**BRANO:**
Sentenza Sentenza Cassazione Civile n. 24674 del 23/11/2011

Cassazione civile sez. trib., 23/11/2011, (ud. 06/05/2011, dep. 23/11/2011), n.24674

LA CORTE SUPREMA DI CASSAZIONE

SEZIONE TRIBUTARIA

Composta dagli Ill.mi Sigg.ri Magistrati:

Dott. ADAMO Mario – Presidente –

Dott. POLICHETTI Renato – rel. Consigliere –

Dott. VIRGILIO Biagio – Consigliere –

Dott. CIRILLO Ettore – Consigliere –

Dott. OLIVIERI Stefano – est. Consigliere –

ha pronunciato la seguente:

sentenza

sul ricorso proposto da:

AGENZIA DELLE ENTRATE, in persona del Direttore pro tempore,

elettivamente domiciliato in ROMA VIA DEI PORTOGHESI 12 presso

L’AVVOCATURA GENERALE DELLO STATO, che lo rappresenta e difende ope

legis;

– ricorrente –

contro

TECNO PROGETTI IN LIQUIDAZIONE;

– intimato –

avverso la sentenza n. 508/2007 della COMM. TRIB. REG. SEZ. DIST. di

LATINA, depositata il 11/07/2007;

udita la relazione della causa svolta nella pubblica udienza del

06/05/2011 dal Consigliere Dott. RENATO POLICHETTI;

udito per il ricorrente l’Avvocato DE STEFANO ALESSANDRO, che ha

chiesto l’accoglimento del ricorso;

udito il P.M. in persona del Sostituto Procuratore Generale Dott.

**DATI DI LAVORO:**
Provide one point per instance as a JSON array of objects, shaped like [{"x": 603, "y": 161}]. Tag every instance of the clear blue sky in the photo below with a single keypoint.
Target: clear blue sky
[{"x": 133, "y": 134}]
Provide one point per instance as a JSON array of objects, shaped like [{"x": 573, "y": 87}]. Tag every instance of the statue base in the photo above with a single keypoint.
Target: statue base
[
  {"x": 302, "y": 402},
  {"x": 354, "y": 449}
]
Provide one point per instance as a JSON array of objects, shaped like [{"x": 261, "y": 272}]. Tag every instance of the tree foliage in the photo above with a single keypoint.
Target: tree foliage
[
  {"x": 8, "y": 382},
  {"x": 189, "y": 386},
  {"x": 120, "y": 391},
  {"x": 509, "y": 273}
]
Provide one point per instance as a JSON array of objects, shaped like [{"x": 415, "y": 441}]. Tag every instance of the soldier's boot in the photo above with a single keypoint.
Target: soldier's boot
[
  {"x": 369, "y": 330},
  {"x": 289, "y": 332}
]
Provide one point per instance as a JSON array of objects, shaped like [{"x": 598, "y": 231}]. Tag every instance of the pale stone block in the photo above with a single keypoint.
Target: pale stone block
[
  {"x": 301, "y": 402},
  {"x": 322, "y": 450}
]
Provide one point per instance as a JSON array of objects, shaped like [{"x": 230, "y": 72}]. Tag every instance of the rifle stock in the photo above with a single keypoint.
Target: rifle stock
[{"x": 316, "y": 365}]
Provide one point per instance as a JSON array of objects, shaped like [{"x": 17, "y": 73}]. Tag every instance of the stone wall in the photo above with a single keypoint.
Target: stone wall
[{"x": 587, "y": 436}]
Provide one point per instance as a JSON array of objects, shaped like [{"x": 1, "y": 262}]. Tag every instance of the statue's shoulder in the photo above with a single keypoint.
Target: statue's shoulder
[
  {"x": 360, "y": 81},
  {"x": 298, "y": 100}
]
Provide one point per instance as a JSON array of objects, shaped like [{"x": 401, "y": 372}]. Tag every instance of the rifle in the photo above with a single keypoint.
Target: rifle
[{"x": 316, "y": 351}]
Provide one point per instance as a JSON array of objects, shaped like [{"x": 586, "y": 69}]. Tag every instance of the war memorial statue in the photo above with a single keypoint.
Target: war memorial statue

**CONSEGNE:**
a) In base al brano, indica se ciascuna affermazione è corretta (sì o no) e riporta tra virgolette le parole del brano che lo stabiliscono.
(i) Il presidente del collegio è il Dott. Mario Adamo.
(ii) La sentenza impugnata è stata depositata a Roma.
(iii) Il ricorso è stato proposto dalla Tecno Progetti in liquidazione.
b) Ricopia senza modifiche le righe dei record, partendo da quella che contiene "of the statue's" e arrivando alla fine dei record.
Il brano e i record non hanno alcun legame tra loro.

**SOLUZIONI:**
a)
(i) Sì: "Dott. ADAMO Mario – Presidente –"
(ii) No: "LATINA, depositata il 11/07/2007"
(iii) No: "AGENZIA DELLE ENTRATE, in persona del Direttore pro tempore" è la parte che propone il ricorso, mentre "TECNO PROGETTI IN LIQUIDAZIONE;" è indicata come "– intimato –"

b)
Provide one point per instance as a JSON array of objects, shaped like [{"x": 1, "y": 262}]. Tag every instance of the statue's shoulder in the photo above with a single keypoint.
Target: statue's shoulder
[
  {"x": 360, "y": 81},
  {"x": 298, "y": 100}
]
Provide one point per instance as a JSON array of objects, shaped like [{"x": 401, "y": 372}]. Tag every instance of the rifle in the photo above with a single keypoint.
Target: rifle
[{"x": 316, "y": 351}]
Provide one point per instance as a JSON array of objects, shaped like [{"x": 586, "y": 69}]. Tag every instance of the war memorial statue in the photo above with a single keypoint.
Target: war memorial statue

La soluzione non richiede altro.